### Directive 1
Name each approximate answer that the thread below about surrogate characters gives to its title question.

What are surrogate characters in UTF-8? - utf-8

I have a strange validation program that validates wheather a utf-8 string is a valid host name(Zend Framework Hostname valdiator in PHP). It allows IDNs(internationalized domain names). It will compare each subdomain with sets of characters defined by their HEX bytes representation. Two such sets are D800-DB7F and DC00-DFFF. Php regexp comparing function called preg_match fails during these comparsions and it says that DC00-DFFF characters are not allowed in this function. From wikipedia I learned these bytes are called surrogate characters in UTF-8. What are thay and which characters they actually correspond to? I read in several places I still don't understand what they are.

What are surrogate characters in UTF-8?
This is almost like a trick question.
Approximate answer #1: 4 bytes (if paired and encoded in UTF-8).
Approximate answer #2: Invalid (if not paired).
Approximate answer #3: It's not UTF-8; It's Modified UTF-8.
Synopsis: The term doesn't apply to UTF-8.
Unicode codepoints have a range that needs 21 bits of data.

(Lines of data)
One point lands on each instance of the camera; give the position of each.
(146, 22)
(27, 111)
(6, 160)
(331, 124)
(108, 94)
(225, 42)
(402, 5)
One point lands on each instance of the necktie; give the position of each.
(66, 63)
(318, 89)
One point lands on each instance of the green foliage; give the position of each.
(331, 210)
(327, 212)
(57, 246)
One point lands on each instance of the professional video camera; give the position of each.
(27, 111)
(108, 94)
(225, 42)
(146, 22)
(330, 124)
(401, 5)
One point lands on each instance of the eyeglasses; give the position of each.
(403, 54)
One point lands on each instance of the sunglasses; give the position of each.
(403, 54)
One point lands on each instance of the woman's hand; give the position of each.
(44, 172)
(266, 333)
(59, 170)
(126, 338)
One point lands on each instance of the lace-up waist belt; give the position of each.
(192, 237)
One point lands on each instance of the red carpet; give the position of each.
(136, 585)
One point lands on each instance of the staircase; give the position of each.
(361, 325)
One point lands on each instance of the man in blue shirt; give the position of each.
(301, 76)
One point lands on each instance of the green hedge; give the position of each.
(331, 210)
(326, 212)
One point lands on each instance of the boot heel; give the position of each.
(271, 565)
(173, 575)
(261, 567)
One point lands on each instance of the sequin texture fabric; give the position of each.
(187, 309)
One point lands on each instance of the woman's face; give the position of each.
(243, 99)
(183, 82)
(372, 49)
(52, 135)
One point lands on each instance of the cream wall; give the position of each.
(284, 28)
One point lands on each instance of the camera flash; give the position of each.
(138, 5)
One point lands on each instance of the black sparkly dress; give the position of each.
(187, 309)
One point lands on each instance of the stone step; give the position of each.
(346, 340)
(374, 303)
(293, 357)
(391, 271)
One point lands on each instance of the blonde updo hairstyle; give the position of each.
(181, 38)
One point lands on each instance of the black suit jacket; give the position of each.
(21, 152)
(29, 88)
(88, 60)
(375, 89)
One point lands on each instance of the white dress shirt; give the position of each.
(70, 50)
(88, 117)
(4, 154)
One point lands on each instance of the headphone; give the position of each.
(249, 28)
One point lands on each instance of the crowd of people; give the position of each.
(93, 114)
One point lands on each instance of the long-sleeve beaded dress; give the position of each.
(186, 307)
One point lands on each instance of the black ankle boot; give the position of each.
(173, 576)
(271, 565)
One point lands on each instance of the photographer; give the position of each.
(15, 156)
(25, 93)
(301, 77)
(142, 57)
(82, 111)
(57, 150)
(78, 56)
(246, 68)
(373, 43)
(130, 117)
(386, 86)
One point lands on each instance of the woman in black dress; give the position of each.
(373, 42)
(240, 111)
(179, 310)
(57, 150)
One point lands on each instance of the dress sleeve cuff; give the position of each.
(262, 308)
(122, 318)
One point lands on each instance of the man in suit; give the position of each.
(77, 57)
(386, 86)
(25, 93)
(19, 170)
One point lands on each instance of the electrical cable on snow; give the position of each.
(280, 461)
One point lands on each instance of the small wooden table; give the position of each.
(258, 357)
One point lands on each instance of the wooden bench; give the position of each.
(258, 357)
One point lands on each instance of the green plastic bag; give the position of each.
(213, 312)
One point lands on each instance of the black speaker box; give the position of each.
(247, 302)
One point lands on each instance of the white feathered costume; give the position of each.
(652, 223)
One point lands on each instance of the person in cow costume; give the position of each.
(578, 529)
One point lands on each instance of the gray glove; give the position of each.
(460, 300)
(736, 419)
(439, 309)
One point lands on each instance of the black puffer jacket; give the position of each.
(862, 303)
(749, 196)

### Directive 2
Rescale the part of the listing that begins with the line containing "One point lands on each instance of the green plastic" and runs through the end of the listing, including both ends. Multiply each point coordinate by 1.25, round to whole numbers with halves going up, and keep every other line as it is.

### Correct output 1
- 4 bytes (if paired and encoded in UTF-8).
- Invalid (if not paired).
- It's not UTF-8; It's Modified UTF-8.

### Correct output 2
One point lands on each instance of the green plastic bag; give the position of each.
(266, 390)
One point lands on each instance of the black speaker box; give the position of each.
(309, 378)
One point lands on each instance of the white feathered costume; give the position of each.
(815, 279)
One point lands on each instance of the person in cow costume; give the position of each.
(723, 661)
One point lands on each instance of the gray glove; give the position of each.
(575, 375)
(920, 524)
(549, 386)
One point lands on each instance of the black puffer jacket; give the position of each.
(1078, 379)
(936, 245)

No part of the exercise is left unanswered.